═════ SELECTED EXTRACT

Page 1 of 1

Can we enable RCP in a Dataware Environment or not ?

Posted: Mon Dec 22, 2014 10:32 am
by dgokulakrishnan
Dear All -

Its a general question.

We are developing a Dataware house environment by using Data stage-Linux-Netezza.

Most of the times our source would be "views" and without transformations the data would be mapped into Target Tables.

There are few transformations, but we are handling in the Netezza "View" itself.

So plan to create a common Data stage JOB and pass the following as the parameters.

1) Source View Name
2) Source DB Name
3) Target Table Name
4) Target DB Name

We plan to use the common JOB to load around 50 tables.

Just wanted to know whether is it good practice to enable the RCP in the Data ware House environment which is scheduled to run daily.

Please share your valuable thoughts.

══════════
═════ RAW DATA

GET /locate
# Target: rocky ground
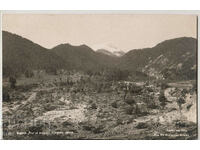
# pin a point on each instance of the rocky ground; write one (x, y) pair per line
(58, 111)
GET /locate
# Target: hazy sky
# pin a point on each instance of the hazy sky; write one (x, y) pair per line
(124, 32)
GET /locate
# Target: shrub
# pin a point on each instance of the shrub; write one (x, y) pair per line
(6, 96)
(142, 125)
(129, 110)
(114, 105)
(94, 106)
(130, 101)
(163, 100)
(13, 82)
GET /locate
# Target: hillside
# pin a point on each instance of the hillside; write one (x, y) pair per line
(171, 59)
(20, 55)
(83, 57)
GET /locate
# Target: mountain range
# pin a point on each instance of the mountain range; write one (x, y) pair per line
(170, 59)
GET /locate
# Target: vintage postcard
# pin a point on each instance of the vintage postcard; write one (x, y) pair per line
(99, 76)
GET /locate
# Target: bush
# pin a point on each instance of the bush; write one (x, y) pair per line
(163, 100)
(13, 82)
(6, 96)
(129, 110)
(114, 105)
(130, 101)
(142, 125)
(94, 106)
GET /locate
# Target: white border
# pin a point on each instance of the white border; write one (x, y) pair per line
(102, 12)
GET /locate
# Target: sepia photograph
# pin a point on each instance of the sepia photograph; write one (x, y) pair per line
(99, 76)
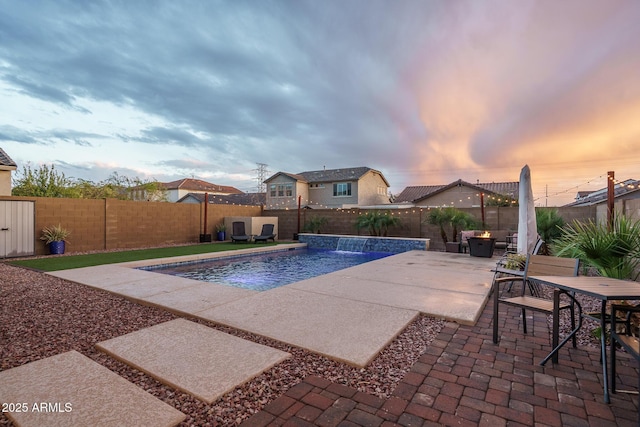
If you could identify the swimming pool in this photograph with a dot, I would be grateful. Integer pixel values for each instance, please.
(270, 270)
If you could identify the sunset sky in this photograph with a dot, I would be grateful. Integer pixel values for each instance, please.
(425, 91)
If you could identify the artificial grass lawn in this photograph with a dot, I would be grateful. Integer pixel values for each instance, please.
(66, 262)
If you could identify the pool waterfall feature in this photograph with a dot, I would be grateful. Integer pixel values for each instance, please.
(363, 243)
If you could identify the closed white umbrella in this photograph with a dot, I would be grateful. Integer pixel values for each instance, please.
(527, 228)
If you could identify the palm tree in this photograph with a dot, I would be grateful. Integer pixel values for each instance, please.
(376, 222)
(614, 251)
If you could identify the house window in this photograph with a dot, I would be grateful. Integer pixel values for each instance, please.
(341, 189)
(281, 190)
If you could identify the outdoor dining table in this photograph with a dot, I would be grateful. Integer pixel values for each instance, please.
(602, 288)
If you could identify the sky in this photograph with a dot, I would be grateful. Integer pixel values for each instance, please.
(425, 91)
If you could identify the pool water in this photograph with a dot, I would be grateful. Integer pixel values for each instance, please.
(262, 272)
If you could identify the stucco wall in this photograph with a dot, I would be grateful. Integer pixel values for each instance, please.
(5, 183)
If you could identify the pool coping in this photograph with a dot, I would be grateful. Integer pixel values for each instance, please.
(386, 294)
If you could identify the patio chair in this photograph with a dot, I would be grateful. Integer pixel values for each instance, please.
(539, 265)
(238, 234)
(265, 234)
(624, 337)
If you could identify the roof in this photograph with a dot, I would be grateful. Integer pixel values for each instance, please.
(330, 175)
(199, 185)
(621, 189)
(251, 199)
(5, 160)
(421, 192)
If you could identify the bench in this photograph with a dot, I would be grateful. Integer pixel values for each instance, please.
(543, 266)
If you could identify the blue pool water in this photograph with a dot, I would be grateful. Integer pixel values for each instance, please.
(267, 271)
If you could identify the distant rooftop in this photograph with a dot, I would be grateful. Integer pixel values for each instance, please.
(5, 160)
(621, 189)
(330, 175)
(415, 193)
(250, 199)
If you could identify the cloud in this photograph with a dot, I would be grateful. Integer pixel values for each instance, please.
(426, 92)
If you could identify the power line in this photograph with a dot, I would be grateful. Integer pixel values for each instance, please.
(261, 175)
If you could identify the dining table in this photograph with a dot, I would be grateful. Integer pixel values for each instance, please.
(601, 288)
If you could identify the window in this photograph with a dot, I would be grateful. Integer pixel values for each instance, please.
(341, 189)
(281, 190)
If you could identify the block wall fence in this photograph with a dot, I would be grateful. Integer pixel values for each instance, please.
(104, 224)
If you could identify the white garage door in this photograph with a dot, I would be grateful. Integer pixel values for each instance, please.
(17, 224)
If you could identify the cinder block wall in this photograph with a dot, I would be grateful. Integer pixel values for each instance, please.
(99, 224)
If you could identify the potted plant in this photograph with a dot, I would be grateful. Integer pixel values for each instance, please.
(450, 218)
(55, 238)
(221, 231)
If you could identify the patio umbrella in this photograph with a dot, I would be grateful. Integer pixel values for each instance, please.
(527, 229)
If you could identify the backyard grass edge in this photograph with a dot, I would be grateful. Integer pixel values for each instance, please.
(66, 262)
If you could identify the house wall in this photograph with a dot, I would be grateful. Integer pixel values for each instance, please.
(5, 182)
(412, 221)
(285, 202)
(324, 196)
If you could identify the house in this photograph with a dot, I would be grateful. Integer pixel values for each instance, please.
(623, 190)
(245, 199)
(175, 190)
(460, 194)
(6, 167)
(327, 188)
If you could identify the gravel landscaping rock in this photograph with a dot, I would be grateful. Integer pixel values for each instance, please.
(41, 316)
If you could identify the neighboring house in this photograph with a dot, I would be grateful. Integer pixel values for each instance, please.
(460, 194)
(246, 199)
(623, 190)
(175, 190)
(327, 188)
(6, 167)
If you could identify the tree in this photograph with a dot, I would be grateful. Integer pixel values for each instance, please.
(44, 181)
(614, 251)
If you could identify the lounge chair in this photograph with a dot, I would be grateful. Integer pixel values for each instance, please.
(265, 234)
(239, 235)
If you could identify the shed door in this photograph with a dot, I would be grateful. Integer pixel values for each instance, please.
(17, 228)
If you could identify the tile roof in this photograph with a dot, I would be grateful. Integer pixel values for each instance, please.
(623, 188)
(251, 199)
(199, 185)
(415, 193)
(330, 175)
(5, 160)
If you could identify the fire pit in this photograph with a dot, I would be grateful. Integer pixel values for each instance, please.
(482, 246)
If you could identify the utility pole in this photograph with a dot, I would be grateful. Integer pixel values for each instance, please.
(261, 171)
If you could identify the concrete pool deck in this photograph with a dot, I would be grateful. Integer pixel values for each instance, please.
(349, 315)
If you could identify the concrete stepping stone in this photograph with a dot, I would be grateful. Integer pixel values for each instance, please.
(191, 357)
(70, 389)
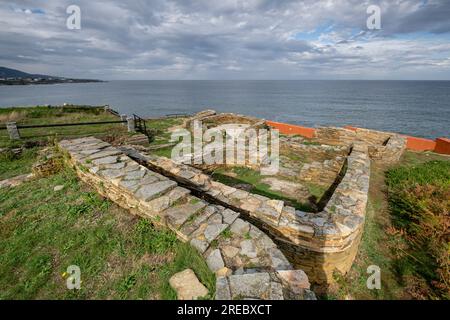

══════════

TASK INSTRUCTIONS:
[1] List the parameters that the forum post on enabling RCP plans to pass to the common DataStage job.
[2] Translate this sentence from the forum post on enabling RCP into Spanish: "We plan to use the common JOB to load around 50 tables."
[3] In the forum post on enabling RCP, where are the few transformations handled?

WRITTEN RESPONSES:
[1]
1) Source View Name
2) Source DB Name
3) Target Table Name
4) Target DB Name

[2] Planeamos usar el JOB común para cargar alrededor de 50 tablas.

[3] In the Netezza "View" itself.